Challenge -
Rewrite every line of the data below, keeping the text lines unchanged. In each answer point, multiply the x and y coordinates by 1.55 and round to whole numbers, with halves going up. Leave the sample "[147, 464]" in the first line as it is.

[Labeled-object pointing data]

▬▬▬

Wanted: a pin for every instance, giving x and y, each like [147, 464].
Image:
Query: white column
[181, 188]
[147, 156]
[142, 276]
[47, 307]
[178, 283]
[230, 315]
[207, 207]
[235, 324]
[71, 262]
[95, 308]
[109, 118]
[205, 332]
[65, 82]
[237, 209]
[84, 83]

▬▬▬

Answer in full -
Wanted: a pin for every instance, giving x and y, each like [147, 464].
Image:
Query: white column
[281, 291]
[228, 242]
[220, 428]
[73, 476]
[276, 439]
[357, 488]
[321, 321]
[364, 502]
[110, 406]
[147, 477]
[169, 183]
[318, 515]
[101, 127]
[367, 324]
[130, 129]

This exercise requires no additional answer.